● **Quoted passage**:
# Overdriving LEDs, Amps or Volts?



## Alexis (Mar 10, 2001)

I understand that the bad thing about overdriving LEDs is that they heat up and die. I don't really need 100,000 hours of LED life, so I would be willing to sacrifice some LED lifetime for light. 

My question is that is it better to overdrive the LED using voltage or current, while maintaining the same power output? For example, you can stack some button batteries together to get about 6 volts @ 50-60mA, or you could use some AA's and run it at 3V at 100mA. Both draw 300mW. I know some LEDs require 4 volts min, but I am curious about which method will be brighter, and possibly safer for the LED.

My only experience is with the 8000mcd 8 degree Toshiba LEDs, where the 3V @ 100mA is brighter than 5.5V 50mA (the stacked CR2016's weren't brand new).

Thanks.


----------



## AlexGT (Mar 10, 2001)

Interesting question, I would also want to know, maybe Brock or some other fine knowledgeable member can shed "some light" into that.

AlexGT


----------



## Chris M. (Mar 10, 2001)

Er, bit complicated. 
Basically LEDs are current-demanding. It`s an excess of current that kills them, but current is also related to the voltage that is put accross them- to overdrive them you need more volts, and so innherantly more current flows too. It`s not really like a resistor (V=IR) cos they`re semiconductors and non linear, and mathematically more than I can even pretend to understand really.
A Toshiba 8000mcd one (red, yellow, orange) will pull 20-30mA at about 2 volts. A Nichia white, blue, emerald-green, turquoise, will pull 20-30mA at about 3.6 volts. Probably what you saw with the Toshibas is the led wanting to pull waaay too much current from those 6 volts worth of batteries so their voltage fell drastically to under 4v and they only gave 50mA. With a big laboratory grade constant-voltage (ie- voltage will _not_ drop regardless of current drawn) power supply an led connected at 6 volts may pull over an amp and melt, puff out loads of stinky white smoke and die within seconds, but a couple of teeny CR2016`s won`t give nearly that much current so the led won`t get fried.
I havn`t actually experimented with my beast of a power supply and Nichia`s finest products, but that`s cos I can`t bring myself to blow up a $6 led in the name of science (anyone from Nichia watching....free samples????







please??) but basically small batteries can`t give enough current to immediately blow a led so their voltage will fall and a lower current will flow that they can cope with.

● **Requirement 1**: Translate into Spanish this sentence from the forum thread on overdriving LEDs: "I don't really need 100,000 hours of LED life, so I would be willing to sacrifice some LED lifetime for light."
● **Requirement 2**: Update the forum thread on overdriving LEDs: write out everything from "I understand that" down to "AlexGT (Mar 10, 2001)", with "button batteries" changed to "coin batteries".

● **Excerpted data**:
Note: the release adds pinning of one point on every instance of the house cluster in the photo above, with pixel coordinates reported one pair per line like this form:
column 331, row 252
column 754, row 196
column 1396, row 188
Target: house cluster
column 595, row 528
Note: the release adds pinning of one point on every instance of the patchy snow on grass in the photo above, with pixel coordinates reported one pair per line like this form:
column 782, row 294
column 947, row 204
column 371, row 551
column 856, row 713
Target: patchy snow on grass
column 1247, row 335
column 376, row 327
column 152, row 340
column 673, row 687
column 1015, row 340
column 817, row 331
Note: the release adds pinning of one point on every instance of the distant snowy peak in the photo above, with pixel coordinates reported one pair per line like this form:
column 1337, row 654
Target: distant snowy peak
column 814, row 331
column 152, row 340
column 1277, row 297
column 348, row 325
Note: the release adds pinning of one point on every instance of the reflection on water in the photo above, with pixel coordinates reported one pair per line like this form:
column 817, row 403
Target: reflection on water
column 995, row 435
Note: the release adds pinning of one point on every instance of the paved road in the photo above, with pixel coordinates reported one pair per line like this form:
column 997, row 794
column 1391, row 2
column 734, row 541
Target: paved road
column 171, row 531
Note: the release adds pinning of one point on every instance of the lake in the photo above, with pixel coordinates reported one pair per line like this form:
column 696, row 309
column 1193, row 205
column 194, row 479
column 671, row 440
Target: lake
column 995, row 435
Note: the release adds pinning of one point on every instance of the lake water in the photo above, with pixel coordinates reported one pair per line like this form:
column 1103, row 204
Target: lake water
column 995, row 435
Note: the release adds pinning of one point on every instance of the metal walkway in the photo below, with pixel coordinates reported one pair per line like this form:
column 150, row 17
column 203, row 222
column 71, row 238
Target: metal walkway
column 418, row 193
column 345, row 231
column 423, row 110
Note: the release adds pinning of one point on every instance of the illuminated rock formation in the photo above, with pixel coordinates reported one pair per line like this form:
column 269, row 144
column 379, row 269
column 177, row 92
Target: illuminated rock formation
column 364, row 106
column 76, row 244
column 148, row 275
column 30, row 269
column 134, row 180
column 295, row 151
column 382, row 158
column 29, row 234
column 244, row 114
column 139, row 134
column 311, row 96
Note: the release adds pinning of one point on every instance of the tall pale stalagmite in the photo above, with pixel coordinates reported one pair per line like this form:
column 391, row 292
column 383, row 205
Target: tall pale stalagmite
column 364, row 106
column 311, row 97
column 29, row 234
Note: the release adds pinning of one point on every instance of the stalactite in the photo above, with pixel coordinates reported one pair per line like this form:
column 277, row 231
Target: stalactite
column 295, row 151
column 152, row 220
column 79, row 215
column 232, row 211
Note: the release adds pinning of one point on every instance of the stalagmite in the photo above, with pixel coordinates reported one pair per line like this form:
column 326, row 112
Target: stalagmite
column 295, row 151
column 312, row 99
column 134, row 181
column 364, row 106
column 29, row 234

● **Output 1**: Realmente no necesito 100.000 horas de vida útil del LED, así que estaría dispuesto a sacrificar parte de la vida útil del LED a cambio de luz.

● **Output 2**:
I understand that the bad thing about overdriving LEDs is that they heat up and die. I don't really need 100,000 hours of LED life, so I would be willing to sacrifice some LED lifetime for light. 

My question is that is it better to overdrive the LED using voltage or current, while maintaining the same power output? For example, you can stack some coin batteries together to get about 6 volts @ 50-60mA, or you could use some AA's and run it at 3V at 100mA. Both draw 300mW. I know some LEDs require 4 volts min, but I am curious about which method will be brighter, and possibly safer for the LED.

My only experience is with the 8000mcd 8 degree Toshiba LEDs, where the 3V @ 100mA is brighter than 5.5V 50mA (the stacked CR2016's weren't brand new).

Thanks.


----------



## AlexGT (Mar 10, 2001)